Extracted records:
<<<<

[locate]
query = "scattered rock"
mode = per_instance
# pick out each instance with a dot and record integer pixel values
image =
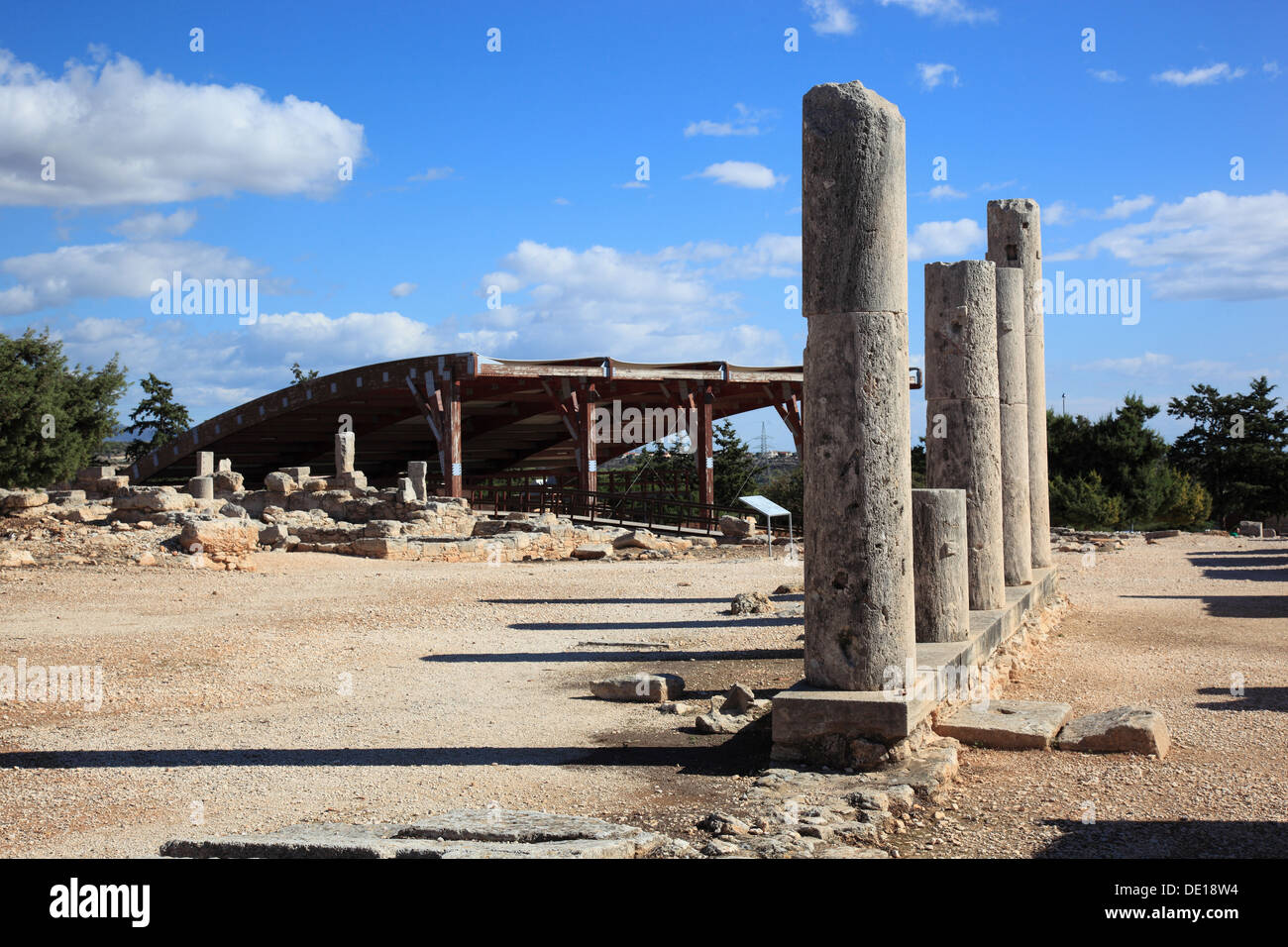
(751, 603)
(737, 527)
(739, 699)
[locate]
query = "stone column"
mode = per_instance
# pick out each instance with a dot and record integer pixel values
(939, 565)
(1016, 241)
(858, 472)
(344, 453)
(964, 434)
(1013, 385)
(416, 472)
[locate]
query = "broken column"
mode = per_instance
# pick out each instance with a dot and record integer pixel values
(344, 453)
(1016, 241)
(939, 565)
(858, 476)
(1013, 405)
(416, 472)
(964, 434)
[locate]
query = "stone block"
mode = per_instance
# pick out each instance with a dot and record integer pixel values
(1124, 729)
(639, 688)
(1006, 724)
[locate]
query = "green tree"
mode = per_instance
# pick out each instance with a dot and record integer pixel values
(299, 376)
(53, 419)
(158, 412)
(1236, 449)
(734, 466)
(1083, 502)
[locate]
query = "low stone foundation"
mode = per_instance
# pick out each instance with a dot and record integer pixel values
(864, 728)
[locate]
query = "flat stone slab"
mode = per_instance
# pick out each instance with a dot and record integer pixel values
(639, 688)
(460, 834)
(1006, 724)
(1124, 729)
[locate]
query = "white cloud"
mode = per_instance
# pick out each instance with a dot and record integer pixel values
(944, 240)
(1057, 213)
(1209, 247)
(745, 123)
(1207, 75)
(935, 73)
(434, 174)
(746, 174)
(156, 226)
(648, 307)
(947, 11)
(112, 269)
(1125, 208)
(119, 136)
(945, 192)
(831, 17)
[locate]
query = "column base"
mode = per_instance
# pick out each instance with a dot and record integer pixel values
(820, 725)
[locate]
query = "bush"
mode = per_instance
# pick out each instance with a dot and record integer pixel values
(1083, 502)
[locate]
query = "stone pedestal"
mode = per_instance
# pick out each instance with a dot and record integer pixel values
(858, 476)
(344, 446)
(416, 472)
(1016, 241)
(202, 487)
(1013, 388)
(939, 567)
(964, 434)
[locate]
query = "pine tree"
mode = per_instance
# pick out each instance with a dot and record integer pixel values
(53, 419)
(158, 412)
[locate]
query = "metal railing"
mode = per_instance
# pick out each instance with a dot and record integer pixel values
(612, 508)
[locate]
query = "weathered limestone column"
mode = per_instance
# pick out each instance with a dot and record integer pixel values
(939, 565)
(1016, 241)
(1013, 386)
(344, 453)
(416, 472)
(859, 607)
(964, 434)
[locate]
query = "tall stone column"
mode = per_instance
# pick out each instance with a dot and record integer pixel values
(859, 613)
(939, 565)
(964, 431)
(1013, 386)
(1016, 241)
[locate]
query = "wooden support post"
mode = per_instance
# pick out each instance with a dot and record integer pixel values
(588, 467)
(706, 457)
(452, 446)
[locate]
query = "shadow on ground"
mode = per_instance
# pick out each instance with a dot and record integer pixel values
(1167, 840)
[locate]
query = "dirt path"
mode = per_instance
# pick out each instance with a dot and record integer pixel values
(327, 688)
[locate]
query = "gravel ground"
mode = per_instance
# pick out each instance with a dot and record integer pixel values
(330, 688)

>>>>

Your instructions — Pictures aside, repeat every entry exactly as written.

Solution —
[locate]
query = "scattered rock"
mode = per_instance
# pick out each instance with a dot and record integer pixel values
image =
(751, 603)
(737, 527)
(739, 699)
[locate]
query = "stone column"
mode = per_instance
# pick out each instance with a dot and record integer pixel values
(939, 565)
(1016, 241)
(858, 472)
(344, 453)
(964, 434)
(1013, 385)
(416, 472)
[locate]
query = "broken column"
mode = per_instance
# pick out each instance with a dot and record integer pixel values
(344, 453)
(1016, 241)
(939, 565)
(858, 476)
(1013, 405)
(416, 472)
(964, 434)
[locate]
query = "stone block"
mode = per_instance
# pick out each instance with a dot and record integer pixel values
(1124, 729)
(639, 688)
(1006, 724)
[locate]
query = "green tree"
mode = per_instance
# pick out each instance with a dot and record integer pixel values
(299, 376)
(53, 419)
(158, 412)
(1236, 449)
(734, 466)
(1083, 502)
[locate]
query = "low stone foundation"
mode = per_instance
# pick out each instance with a dot and record integer pixel values
(864, 728)
[locate]
query = "flat stone slab"
mode = per_instance
# pick out each instance with a dot and record integer pixel values
(639, 688)
(460, 834)
(1006, 724)
(1124, 729)
[locate]
query = "white cloud"
mode = per_instance
# pick out each instance with a dot and record integer pixel values
(944, 240)
(1057, 213)
(1209, 247)
(745, 123)
(1207, 75)
(935, 73)
(434, 174)
(746, 174)
(156, 226)
(648, 307)
(947, 11)
(112, 269)
(1125, 208)
(119, 136)
(945, 192)
(831, 17)
[locate]
query = "column base"
mode = per_instance
# pick out each instance with a dot and record integer pixel values
(820, 725)
[locate]
query = "bush"
mode = per_instance
# pick out each instance with a dot and record integer pixel values
(1083, 502)
[locate]
query = "stone pedestal"
mode = per_instance
# pick out each instance with a dot and record integer pixel values
(858, 476)
(344, 446)
(416, 472)
(1016, 241)
(202, 487)
(1013, 388)
(939, 567)
(964, 434)
[locate]
query = "pine tree"
mode = per_instance
# pick out each instance with a dot and record integer pixel values
(53, 419)
(158, 412)
[locate]
query = "metal railing"
mode = per_instance
# pick out each instance with a dot and record integer pixel values
(612, 508)
[locate]
query = "weathered limestone column"
mode = per_instance
# pick out each instance with a dot and record integer pixel values
(939, 565)
(1016, 241)
(1013, 386)
(344, 453)
(416, 472)
(859, 607)
(964, 434)
[locate]
query = "tall stone column"
mode = per_instance
# pick out each instance with a dot and record integer pixel values
(859, 613)
(939, 565)
(964, 431)
(1013, 386)
(1016, 241)
[locate]
query = "wooden support post"
mode = per_instance
# pick out each instance with a dot and record integer pixel values
(588, 467)
(706, 457)
(452, 446)
[locate]
query = "shadow on ground"
mode = per_instance
# pick out each instance with a dot and record integer pixel values
(1167, 840)
[locate]
query = "dirt path"
mode = per_instance
# pick out each instance with a dot and record integer pixel values
(327, 688)
[locate]
query = "gravel ground"
mode = per_instance
# pick out each instance with a dot and record integer pixel values
(330, 688)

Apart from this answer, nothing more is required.